PROBLEM
Write out the data in full, exactly as shown.
[Opening EXERCISE INPUT section]
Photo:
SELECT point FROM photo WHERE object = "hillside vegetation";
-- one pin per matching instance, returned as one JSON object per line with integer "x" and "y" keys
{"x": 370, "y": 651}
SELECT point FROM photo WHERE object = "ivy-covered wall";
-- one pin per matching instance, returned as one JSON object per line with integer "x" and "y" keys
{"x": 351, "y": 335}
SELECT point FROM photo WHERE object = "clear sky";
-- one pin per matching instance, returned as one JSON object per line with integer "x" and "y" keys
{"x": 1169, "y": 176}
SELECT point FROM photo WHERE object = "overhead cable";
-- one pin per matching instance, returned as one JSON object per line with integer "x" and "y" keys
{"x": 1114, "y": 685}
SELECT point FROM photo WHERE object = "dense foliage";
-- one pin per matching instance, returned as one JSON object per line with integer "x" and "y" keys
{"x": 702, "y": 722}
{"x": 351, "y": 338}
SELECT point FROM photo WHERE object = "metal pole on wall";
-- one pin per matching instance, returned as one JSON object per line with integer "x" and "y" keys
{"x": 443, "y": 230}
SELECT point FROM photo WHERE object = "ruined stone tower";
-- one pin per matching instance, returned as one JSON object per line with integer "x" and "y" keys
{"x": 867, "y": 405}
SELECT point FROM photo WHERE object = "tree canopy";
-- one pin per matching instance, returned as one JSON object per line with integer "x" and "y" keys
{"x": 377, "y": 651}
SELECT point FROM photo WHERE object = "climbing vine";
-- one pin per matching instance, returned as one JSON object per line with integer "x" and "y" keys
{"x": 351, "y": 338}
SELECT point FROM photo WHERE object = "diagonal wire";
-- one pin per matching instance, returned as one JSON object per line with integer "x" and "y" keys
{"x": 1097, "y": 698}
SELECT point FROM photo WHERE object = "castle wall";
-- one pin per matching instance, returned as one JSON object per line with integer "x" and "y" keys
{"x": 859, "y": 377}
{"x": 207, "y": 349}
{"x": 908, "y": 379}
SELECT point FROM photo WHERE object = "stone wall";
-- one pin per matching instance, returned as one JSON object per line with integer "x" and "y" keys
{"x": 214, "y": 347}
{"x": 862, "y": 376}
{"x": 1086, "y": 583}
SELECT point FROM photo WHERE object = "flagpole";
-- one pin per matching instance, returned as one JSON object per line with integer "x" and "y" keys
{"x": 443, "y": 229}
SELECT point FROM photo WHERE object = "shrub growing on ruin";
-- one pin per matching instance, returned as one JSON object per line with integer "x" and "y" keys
[Closing EXERCISE INPUT section]
SOLUTION TO THIS PROBLEM
Photo:
SELECT point FROM photo WHERE object = "hillside vegetation";
-- one pin per matching instance, returned as one JSON object per line with integer "x" and "y" keys
{"x": 370, "y": 651}
SELECT point FROM photo WHERE object = "ivy-covered wall";
-- one pin per matching instance, returned as one JSON object per line with integer "x" and "y" keys
{"x": 351, "y": 335}
SELECT point FROM photo WHERE object = "clear sky";
-- one pin per matching instance, returned as one JSON object per line with integer "x" and "y" keys
{"x": 1169, "y": 176}
SELECT point FROM photo WHERE object = "overhead cable";
-- one pin per matching instance, returned as one JSON object per line with integer "x" and "y" keys
{"x": 1114, "y": 685}
SELECT point FROM photo WHERE object = "dense foliage";
-- one pin per matching instance, returned as one JSON object per line with integer "x" and "y" keys
{"x": 702, "y": 722}
{"x": 351, "y": 338}
SELECT point FROM photo WHERE object = "metal pole on wall";
-- one pin per matching instance, returned as one JSON object per line with integer "x" and "y" keys
{"x": 443, "y": 230}
SELECT point FROM photo WHERE object = "ruined stone tower";
-- one pin per matching instance, returned as one JSON object per line with integer "x" and "y" keys
{"x": 867, "y": 405}
SELECT point FROM photo WHERE object = "tree canopy";
-- one pin per matching instance, returned as one JSON object per line with integer "x" and "y" keys
{"x": 377, "y": 651}
SELECT point FROM photo WHERE object = "climbing vine";
-- one pin per matching instance, returned as one JSON object per line with integer "x" and "y" keys
{"x": 351, "y": 338}
SELECT point FROM photo WHERE object = "diagonal wire";
-- one pin per matching instance, returned as one JSON object per line with integer "x" and "y" keys
{"x": 1097, "y": 698}
SELECT point FROM photo WHERE object = "castle wall";
-- one pin per matching instance, returned as one JSON object per line with integer "x" and "y" keys
{"x": 859, "y": 377}
{"x": 207, "y": 349}
{"x": 908, "y": 379}
SELECT point FROM photo WHERE object = "stone wall";
-- one pin per matching instance, returned as one JSON object per line with integer "x" and "y" keys
{"x": 214, "y": 347}
{"x": 862, "y": 376}
{"x": 1086, "y": 583}
SELECT point FROM photo WHERE object = "flagpole";
-- one pin per matching instance, returned as one JSON object per line with integer "x" and "y" keys
{"x": 443, "y": 229}
SELECT point FROM photo WHERE object = "shrub growing on ruin";
-- one pin per matching instance, returned as one JSON object per line with integer "x" and "y" keys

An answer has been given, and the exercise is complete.